Problem requirements:
Could you count the lines in the entries beneath that hold the word "window"? Respond with the number alone.

Data for processing:

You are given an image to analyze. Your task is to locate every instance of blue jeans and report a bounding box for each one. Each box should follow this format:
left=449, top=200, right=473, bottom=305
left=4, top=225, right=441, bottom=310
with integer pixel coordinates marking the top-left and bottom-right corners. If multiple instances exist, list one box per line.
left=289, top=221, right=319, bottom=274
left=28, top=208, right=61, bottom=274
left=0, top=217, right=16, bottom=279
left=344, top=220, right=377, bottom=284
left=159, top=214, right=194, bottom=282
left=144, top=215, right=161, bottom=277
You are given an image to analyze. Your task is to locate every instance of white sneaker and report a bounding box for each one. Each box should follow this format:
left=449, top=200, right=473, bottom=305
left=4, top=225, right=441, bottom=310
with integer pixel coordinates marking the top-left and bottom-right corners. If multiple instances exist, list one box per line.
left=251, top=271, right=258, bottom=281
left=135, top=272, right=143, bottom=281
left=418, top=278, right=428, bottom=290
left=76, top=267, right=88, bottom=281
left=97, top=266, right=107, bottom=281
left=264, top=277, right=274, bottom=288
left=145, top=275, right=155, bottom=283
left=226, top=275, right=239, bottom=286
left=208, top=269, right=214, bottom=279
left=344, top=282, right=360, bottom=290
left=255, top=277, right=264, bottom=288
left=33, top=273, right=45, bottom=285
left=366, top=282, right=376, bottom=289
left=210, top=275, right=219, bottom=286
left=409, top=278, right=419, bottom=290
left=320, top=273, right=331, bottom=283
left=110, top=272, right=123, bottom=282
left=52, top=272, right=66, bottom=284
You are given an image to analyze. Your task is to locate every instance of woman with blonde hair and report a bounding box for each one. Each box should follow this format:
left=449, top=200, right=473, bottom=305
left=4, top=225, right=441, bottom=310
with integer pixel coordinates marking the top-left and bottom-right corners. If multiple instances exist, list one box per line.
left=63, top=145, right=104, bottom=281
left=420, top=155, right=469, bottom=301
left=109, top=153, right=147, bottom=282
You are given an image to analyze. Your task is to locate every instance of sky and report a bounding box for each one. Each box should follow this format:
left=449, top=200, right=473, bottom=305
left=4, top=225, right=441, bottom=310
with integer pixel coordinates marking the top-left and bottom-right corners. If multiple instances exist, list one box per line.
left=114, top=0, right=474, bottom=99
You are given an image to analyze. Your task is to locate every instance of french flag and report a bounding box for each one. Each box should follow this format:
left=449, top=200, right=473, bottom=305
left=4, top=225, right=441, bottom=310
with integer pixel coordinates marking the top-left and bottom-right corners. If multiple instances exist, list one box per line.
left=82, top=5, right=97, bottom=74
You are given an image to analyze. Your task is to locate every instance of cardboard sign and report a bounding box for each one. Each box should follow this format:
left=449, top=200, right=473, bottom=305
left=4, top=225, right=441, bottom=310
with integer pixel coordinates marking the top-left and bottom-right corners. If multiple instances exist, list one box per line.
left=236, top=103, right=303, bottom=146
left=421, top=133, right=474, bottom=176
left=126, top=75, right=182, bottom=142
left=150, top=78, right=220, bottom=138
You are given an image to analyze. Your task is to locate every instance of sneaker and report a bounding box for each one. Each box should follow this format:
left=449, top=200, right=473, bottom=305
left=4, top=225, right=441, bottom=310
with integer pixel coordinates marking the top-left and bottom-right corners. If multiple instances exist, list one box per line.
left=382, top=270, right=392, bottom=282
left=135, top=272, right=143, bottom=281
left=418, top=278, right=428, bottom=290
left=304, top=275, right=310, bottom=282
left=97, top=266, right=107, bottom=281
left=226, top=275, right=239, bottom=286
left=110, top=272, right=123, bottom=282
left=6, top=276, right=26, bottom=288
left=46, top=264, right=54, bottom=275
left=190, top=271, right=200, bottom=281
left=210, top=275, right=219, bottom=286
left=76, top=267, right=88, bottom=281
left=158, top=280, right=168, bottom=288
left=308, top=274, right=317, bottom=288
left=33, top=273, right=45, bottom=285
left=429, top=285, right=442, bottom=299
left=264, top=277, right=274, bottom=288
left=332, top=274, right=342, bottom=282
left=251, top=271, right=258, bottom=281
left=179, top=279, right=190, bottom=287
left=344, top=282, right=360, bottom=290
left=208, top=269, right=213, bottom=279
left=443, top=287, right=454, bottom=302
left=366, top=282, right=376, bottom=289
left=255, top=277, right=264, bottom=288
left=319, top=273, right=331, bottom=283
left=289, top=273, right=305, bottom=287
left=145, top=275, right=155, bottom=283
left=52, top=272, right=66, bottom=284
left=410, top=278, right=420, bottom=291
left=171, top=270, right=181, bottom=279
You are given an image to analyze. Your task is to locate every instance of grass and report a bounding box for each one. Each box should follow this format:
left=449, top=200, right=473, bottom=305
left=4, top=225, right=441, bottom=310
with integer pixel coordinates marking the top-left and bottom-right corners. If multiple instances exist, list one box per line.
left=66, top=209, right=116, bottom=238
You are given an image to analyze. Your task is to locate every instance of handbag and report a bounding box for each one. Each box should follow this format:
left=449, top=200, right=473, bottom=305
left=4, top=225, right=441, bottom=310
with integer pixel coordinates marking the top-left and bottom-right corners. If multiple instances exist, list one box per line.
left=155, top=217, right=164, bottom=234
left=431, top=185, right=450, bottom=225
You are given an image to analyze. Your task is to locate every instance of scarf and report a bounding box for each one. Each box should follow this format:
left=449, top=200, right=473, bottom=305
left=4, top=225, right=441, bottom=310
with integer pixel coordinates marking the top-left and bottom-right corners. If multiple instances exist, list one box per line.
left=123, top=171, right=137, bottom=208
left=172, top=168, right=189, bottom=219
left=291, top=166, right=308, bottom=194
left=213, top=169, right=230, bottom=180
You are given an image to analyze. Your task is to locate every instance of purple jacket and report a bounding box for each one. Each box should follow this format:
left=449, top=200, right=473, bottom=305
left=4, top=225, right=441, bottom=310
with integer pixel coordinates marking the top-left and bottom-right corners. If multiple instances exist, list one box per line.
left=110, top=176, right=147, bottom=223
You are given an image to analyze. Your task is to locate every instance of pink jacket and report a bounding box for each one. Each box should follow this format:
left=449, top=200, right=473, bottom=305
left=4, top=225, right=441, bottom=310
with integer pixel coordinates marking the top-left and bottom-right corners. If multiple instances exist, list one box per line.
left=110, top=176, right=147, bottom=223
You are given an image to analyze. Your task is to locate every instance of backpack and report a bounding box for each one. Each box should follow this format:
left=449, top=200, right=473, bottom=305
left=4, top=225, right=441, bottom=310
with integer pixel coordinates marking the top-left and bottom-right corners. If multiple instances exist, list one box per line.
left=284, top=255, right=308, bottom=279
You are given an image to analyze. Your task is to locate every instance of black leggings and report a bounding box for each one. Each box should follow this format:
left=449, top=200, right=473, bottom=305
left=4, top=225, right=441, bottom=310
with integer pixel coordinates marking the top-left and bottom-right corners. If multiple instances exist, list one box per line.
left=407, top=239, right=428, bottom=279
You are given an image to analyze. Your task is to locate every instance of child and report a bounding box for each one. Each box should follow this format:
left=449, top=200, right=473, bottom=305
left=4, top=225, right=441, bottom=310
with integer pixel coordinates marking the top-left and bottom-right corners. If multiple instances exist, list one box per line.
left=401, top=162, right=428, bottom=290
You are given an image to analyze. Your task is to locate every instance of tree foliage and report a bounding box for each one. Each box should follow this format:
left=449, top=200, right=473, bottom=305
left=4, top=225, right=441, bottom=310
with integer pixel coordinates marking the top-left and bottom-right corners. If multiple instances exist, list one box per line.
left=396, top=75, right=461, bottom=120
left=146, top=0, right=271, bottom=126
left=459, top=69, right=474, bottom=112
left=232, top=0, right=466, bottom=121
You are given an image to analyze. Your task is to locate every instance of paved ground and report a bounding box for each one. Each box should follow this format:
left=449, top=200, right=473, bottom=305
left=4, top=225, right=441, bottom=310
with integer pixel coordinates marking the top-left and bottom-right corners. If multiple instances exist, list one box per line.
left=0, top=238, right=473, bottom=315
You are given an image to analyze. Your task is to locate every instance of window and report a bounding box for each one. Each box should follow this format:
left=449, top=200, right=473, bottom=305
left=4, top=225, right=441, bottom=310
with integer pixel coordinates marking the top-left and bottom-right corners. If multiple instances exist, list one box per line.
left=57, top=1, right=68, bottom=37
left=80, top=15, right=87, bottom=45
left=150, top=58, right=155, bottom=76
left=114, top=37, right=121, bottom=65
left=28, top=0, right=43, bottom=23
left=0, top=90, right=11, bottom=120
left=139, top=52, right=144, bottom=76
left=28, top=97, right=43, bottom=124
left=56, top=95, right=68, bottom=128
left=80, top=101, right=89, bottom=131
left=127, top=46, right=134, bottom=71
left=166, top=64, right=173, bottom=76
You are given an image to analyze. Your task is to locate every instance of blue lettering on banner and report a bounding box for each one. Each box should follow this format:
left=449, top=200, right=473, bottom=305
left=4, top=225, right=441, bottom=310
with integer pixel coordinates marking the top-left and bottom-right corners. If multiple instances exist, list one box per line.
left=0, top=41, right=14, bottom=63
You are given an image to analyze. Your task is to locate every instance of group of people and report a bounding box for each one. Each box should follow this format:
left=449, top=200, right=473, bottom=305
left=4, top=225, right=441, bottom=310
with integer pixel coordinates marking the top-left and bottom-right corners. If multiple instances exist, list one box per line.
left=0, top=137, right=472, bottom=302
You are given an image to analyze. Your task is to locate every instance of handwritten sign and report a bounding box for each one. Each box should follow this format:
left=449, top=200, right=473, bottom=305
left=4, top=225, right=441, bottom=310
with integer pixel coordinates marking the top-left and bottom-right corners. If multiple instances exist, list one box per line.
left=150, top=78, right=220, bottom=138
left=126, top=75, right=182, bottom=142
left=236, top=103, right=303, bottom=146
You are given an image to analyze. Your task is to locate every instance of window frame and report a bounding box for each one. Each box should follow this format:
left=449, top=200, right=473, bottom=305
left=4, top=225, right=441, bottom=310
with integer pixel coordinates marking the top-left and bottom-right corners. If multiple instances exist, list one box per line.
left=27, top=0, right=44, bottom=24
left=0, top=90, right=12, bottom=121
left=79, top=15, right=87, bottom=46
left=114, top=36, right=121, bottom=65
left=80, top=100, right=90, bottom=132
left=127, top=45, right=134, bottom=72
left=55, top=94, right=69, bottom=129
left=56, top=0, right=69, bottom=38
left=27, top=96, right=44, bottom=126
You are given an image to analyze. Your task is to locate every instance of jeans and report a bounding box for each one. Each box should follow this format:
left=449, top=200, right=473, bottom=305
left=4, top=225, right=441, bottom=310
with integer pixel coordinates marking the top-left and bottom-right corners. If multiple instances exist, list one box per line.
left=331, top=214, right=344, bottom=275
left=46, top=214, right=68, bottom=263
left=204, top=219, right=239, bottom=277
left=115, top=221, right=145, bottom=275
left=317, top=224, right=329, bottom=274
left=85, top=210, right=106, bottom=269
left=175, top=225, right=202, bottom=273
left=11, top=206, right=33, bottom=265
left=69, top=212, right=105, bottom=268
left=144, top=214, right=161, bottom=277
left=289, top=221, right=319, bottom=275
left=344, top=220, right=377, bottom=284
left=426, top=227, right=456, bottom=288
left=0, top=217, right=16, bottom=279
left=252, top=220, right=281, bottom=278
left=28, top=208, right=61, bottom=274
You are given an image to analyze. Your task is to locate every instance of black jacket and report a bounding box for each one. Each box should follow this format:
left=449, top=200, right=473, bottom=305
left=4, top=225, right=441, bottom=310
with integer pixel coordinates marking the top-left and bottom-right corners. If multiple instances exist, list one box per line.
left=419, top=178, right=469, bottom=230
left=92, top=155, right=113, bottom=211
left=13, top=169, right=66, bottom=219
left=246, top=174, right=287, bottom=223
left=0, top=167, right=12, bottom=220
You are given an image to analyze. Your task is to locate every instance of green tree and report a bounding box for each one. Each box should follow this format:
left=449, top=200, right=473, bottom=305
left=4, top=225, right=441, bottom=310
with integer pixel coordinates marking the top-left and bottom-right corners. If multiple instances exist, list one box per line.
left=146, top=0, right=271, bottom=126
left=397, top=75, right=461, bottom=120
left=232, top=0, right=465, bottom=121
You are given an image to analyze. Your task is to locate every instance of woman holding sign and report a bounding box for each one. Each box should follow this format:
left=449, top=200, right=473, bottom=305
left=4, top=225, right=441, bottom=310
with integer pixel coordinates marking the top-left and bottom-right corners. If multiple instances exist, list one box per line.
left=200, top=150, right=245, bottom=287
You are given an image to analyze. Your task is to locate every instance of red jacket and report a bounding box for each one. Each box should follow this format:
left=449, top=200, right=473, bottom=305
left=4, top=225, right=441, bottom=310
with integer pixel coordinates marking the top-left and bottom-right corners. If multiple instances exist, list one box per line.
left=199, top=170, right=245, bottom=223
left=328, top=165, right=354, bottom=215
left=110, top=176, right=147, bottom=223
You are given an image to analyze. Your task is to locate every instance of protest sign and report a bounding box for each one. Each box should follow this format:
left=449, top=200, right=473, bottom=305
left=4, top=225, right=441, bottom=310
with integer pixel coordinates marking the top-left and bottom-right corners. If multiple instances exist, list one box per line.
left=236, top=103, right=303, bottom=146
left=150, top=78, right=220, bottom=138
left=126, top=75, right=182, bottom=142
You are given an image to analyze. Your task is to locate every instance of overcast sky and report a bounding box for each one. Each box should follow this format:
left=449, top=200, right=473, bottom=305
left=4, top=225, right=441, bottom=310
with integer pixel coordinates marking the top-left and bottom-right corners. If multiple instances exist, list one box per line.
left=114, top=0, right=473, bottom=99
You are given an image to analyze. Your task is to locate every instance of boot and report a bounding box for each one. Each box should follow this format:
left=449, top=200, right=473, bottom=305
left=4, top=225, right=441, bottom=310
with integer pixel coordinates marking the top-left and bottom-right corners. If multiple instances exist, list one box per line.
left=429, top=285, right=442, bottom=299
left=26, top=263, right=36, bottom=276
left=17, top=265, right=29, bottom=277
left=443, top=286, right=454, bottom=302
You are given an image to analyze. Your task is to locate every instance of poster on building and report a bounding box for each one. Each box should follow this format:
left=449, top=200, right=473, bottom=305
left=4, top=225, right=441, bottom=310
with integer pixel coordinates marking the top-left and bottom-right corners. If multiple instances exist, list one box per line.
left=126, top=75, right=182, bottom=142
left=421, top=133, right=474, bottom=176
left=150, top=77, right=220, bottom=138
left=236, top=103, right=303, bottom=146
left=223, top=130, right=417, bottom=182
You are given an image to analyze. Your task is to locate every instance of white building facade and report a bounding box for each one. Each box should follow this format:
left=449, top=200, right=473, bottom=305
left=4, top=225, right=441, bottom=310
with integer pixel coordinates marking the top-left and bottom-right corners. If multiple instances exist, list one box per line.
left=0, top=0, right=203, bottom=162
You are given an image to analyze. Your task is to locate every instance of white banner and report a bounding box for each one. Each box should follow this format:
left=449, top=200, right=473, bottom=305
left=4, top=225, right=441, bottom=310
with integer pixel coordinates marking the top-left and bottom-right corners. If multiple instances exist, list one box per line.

Answer space:
2